▶ _DO THIS_
In the listing below, locate the line containing "Mark the puppet's"; reproduce that line and all lines that follow it, unchanged.

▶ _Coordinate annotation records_
——

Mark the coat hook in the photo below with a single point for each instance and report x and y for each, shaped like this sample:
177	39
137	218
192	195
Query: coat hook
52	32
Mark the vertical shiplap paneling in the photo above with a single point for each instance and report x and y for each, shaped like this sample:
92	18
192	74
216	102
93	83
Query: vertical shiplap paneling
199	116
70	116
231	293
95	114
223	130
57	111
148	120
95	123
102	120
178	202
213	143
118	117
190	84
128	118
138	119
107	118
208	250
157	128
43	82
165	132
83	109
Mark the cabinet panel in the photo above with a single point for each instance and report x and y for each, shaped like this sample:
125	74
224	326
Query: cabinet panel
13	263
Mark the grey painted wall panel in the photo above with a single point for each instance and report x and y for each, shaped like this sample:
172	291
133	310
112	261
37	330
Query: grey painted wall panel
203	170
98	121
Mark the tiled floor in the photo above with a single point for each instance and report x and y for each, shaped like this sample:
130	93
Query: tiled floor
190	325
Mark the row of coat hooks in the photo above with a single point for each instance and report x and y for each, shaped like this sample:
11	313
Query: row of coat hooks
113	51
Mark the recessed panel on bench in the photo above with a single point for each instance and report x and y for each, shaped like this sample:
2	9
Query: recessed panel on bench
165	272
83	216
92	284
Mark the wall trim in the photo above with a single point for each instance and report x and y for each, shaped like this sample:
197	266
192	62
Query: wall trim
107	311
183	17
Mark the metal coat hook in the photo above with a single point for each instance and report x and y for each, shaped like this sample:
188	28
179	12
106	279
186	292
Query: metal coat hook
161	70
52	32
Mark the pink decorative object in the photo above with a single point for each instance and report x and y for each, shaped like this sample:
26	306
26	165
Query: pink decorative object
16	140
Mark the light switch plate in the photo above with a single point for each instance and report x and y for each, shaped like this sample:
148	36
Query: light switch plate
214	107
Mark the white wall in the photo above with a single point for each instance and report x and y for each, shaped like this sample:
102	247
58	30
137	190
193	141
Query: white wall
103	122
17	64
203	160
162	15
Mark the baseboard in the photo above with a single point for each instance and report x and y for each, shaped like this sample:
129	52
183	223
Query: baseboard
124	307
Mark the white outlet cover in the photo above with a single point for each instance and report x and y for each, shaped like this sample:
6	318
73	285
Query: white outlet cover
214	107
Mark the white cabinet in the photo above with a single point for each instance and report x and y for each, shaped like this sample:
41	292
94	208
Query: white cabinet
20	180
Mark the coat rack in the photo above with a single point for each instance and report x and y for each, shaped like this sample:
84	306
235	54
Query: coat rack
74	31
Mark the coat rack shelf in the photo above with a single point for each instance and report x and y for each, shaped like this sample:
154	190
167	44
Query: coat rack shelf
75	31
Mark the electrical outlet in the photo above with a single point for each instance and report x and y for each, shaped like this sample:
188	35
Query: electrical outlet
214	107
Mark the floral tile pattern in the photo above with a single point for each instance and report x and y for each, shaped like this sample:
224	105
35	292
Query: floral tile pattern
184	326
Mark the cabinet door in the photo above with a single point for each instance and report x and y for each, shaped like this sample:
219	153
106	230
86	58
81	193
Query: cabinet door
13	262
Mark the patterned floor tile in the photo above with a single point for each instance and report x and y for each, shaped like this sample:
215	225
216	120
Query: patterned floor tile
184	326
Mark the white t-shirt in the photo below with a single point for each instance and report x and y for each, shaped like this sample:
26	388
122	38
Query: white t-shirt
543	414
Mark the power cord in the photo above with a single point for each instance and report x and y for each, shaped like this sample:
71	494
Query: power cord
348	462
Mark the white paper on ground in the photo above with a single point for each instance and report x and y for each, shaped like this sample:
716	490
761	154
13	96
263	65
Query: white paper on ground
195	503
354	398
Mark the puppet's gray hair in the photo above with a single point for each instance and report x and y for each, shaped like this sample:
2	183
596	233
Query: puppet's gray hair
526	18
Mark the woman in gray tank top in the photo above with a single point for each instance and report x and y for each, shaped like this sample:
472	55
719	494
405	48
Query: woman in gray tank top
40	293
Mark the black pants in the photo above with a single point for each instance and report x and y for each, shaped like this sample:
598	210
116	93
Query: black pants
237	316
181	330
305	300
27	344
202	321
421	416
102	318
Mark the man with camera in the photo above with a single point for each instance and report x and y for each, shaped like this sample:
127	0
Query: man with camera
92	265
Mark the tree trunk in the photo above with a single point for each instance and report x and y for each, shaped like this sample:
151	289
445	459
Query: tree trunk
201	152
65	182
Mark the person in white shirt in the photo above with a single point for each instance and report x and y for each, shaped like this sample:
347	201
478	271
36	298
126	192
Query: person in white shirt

——

▶ _RESULT BELOW_
Mark the puppet's gray hair in the photo above with a single point for each instance and report x and y for each, shaped like this sample:
2	183
596	233
Query: puppet's gray hair
526	18
Mark the woman in gray tank top in the photo above with a single point for each instance and report x and y for each, shaped like this sample:
472	55
719	494
405	48
Query: woman in gray tank top
40	293
Mark the black pants in the photo above with a single point for each instance and report x and y for each, shaped like this sample:
598	210
116	93
Query: black pants
237	316
181	330
305	300
27	344
202	321
421	416
102	318
Mark the man with camera in the photo above with a single point for each instance and report x and y for each, shaped like this sample:
127	0
Query: man with camera
92	265
Mark the tree trunk in the photo above with a single point for each instance and report x and y for each, shaped like this sample:
151	289
445	459
Query: tree trunk
201	152
65	182
Mark the person in white shirt in the photo above with a single point for each instance and report x and y for each, shaped like this sample:
347	201
478	271
36	298
126	192
Query: person in white shirt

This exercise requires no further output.